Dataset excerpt
- - - -

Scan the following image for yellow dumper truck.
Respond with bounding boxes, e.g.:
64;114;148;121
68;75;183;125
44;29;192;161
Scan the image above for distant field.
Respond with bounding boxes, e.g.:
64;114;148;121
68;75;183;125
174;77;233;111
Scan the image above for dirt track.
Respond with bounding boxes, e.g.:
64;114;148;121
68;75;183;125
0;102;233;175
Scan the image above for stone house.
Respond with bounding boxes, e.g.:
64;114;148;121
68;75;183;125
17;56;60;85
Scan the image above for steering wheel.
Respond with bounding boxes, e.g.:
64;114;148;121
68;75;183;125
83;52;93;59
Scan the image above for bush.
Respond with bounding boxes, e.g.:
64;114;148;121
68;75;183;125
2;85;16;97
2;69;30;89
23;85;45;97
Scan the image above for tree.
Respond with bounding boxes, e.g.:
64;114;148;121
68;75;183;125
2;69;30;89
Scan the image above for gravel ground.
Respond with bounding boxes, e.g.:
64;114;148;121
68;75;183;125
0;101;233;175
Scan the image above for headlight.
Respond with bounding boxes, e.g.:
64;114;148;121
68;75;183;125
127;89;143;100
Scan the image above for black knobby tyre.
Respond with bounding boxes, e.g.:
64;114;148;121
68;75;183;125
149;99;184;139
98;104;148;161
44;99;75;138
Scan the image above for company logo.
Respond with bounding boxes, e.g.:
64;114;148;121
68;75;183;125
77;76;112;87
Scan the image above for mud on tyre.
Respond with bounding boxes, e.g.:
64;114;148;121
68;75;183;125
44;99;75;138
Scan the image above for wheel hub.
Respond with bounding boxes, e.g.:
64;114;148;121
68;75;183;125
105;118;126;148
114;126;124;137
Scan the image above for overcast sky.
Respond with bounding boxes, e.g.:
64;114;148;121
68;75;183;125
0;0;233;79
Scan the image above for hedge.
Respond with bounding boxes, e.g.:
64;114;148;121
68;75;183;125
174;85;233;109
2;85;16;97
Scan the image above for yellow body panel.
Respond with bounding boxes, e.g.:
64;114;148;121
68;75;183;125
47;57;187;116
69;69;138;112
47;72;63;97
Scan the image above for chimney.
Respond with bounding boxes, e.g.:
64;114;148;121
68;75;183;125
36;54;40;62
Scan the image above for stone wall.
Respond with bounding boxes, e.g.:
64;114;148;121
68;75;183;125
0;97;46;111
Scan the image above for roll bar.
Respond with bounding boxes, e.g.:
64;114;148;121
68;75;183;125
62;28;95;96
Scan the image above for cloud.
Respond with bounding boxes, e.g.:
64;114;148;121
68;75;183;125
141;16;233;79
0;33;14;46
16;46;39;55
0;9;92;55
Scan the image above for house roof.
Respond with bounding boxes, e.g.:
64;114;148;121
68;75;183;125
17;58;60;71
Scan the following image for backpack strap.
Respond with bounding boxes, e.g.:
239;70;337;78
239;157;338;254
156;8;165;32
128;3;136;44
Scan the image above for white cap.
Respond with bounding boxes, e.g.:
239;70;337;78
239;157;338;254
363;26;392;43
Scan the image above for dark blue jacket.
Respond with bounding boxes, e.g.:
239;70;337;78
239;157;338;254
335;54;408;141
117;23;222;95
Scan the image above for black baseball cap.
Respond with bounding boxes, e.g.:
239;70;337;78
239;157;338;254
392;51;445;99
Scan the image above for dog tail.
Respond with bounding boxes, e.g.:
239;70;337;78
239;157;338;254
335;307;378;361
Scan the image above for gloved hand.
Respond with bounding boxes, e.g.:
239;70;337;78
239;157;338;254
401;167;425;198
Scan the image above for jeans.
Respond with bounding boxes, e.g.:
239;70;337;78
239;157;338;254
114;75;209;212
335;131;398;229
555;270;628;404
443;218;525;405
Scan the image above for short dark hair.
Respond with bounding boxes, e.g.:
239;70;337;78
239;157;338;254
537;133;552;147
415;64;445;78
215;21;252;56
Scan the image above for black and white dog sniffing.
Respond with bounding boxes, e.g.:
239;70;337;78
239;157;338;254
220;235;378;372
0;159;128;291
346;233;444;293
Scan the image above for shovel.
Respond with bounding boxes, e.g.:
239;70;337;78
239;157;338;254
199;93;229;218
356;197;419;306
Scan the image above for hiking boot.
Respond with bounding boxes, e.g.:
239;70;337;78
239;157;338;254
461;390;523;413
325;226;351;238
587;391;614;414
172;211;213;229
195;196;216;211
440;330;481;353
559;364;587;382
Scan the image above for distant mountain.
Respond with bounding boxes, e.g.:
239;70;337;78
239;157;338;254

- - - -

» WHAT YOU ARE ASKED TO DO
Write out the lines above again with every "Respond with bounding boxes" changed to "Give bounding boxes", keeping everything else the same.

» TASK SOLUTION
Scan the following image for yellow dumper truck.
Give bounding boxes, e.g.:
64;114;148;121
68;75;183;125
44;29;192;161
Scan the image above for distant field.
Give bounding boxes, e.g.:
64;114;148;121
68;75;183;125
174;77;233;111
Scan the image above for dirt track.
Give bounding boxes, e.g.:
64;114;148;121
68;75;183;125
0;102;233;175
Scan the image above for stone house.
Give bounding boxes, e.g.:
64;114;148;121
68;75;183;125
17;56;60;85
Scan the image above for steering wheel.
Give bounding boxes, e.g.:
64;114;148;121
68;75;183;125
83;52;93;59
Scan the image above for bush.
Give bounding boxes, e.g.:
64;114;148;121
68;75;183;125
2;85;16;97
2;69;30;89
23;85;45;97
Scan the image above for tree.
Give bounding boxes, e.g.:
64;114;148;121
68;75;183;125
2;69;30;89
Scan the image above for gravel ground.
Give bounding boxes, e.g.:
64;114;148;121
68;75;183;125
0;101;233;175
Scan the image above for headlight.
Give bounding boxes, e.g.:
64;114;148;121
68;75;183;125
127;89;143;100
Scan the image above for black knobby tyre.
Give bounding boxes, e.g.:
64;114;148;121
68;75;183;125
149;99;184;139
98;104;148;161
44;99;75;138
Scan the image above for company logo.
Give bounding boxes, e.g.:
64;114;148;121
68;75;183;125
77;76;112;87
Scan the image above for mud on tyre.
Give bounding boxes, e.g.:
64;114;148;121
68;75;183;125
44;99;75;138
Scan the image above for wheel hub.
Give bounding boxes, e.g.:
64;114;148;121
68;75;183;125
105;118;126;148
114;126;124;137
Scan the image above for overcast sky.
Give bounding boxes, e.g.:
64;114;148;121
68;75;183;125
0;0;233;79
Scan the image above for hedge.
Give bounding boxes, e.g.:
64;114;148;121
68;75;183;125
174;85;233;109
2;85;16;97
Scan the image above for yellow body panel.
Give bounding boxes, e.g.:
64;114;148;121
68;75;183;125
47;57;187;116
69;69;138;112
47;72;63;97
Scan the image above for chimney.
Give bounding boxes, e.g.:
64;114;148;121
68;75;183;125
36;54;40;62
Scan the image above for stone wall.
Give bounding boxes, e.g.:
64;114;148;121
68;75;183;125
0;97;46;111
Scan the image above for roll bar.
Give bounding boxes, e.g.:
64;114;148;121
68;75;183;125
62;28;95;96
Scan the image above for cloud.
Give bounding boxes, e.g.:
64;114;148;121
68;75;183;125
141;16;233;79
0;33;14;46
16;46;39;55
0;9;92;55
Scan the image above for house roof.
Give bounding boxes, e.g.:
64;114;148;121
68;75;183;125
17;58;60;71
Scan the following image for backpack strap.
Give bounding boxes, e.g.:
239;70;337;78
239;157;338;254
156;8;165;32
128;3;136;44
Scan the image above for white cap.
Give bounding boxes, e.g.:
239;70;337;78
239;157;338;254
363;26;392;43
Scan the image above for dark blue jacket.
Give bounding boxes, e.g.:
239;70;337;78
239;157;338;254
335;54;408;141
117;23;222;95
Scan the image above for black baseball cap.
Give bounding boxes, e.g.:
239;70;337;78
239;157;338;254
392;51;445;99
Scan the image above for dog tail.
Give bounding boxes, e.g.:
239;70;337;78
239;157;338;254
335;307;378;361
Scan the image above for gloved hand.
Give bounding boxes, e.g.:
239;70;337;78
239;157;338;254
401;167;425;198
Scan the image above for jeans.
Give bounding boxes, e.g.:
239;70;337;78
239;157;338;254
114;75;209;212
335;131;398;229
555;270;628;404
443;218;525;405
Scan the image above for short dark hair.
Give bounding boxes, e.g.:
239;70;337;78
239;157;338;254
537;133;552;147
415;64;445;78
215;21;252;56
Scan the image above for black and white dog sniffing.
Give bounding boxes, e.g.:
239;70;337;78
239;157;338;254
220;235;378;372
0;159;128;291
346;233;444;293
Scan the image above for shovel.
Give bounding boxes, e.g.:
239;70;337;78
239;157;338;254
199;93;229;218
356;197;419;306
Scan the image above for hiking boot.
Give bounding boxes, e.g.:
239;70;337;78
239;157;338;254
461;390;523;413
325;226;351;238
587;391;614;414
172;211;213;229
195;196;216;211
440;330;481;353
559;364;587;382
Scan the image above for distant mountain.
Give bounding boxes, e.g.:
239;70;337;78
239;157;338;254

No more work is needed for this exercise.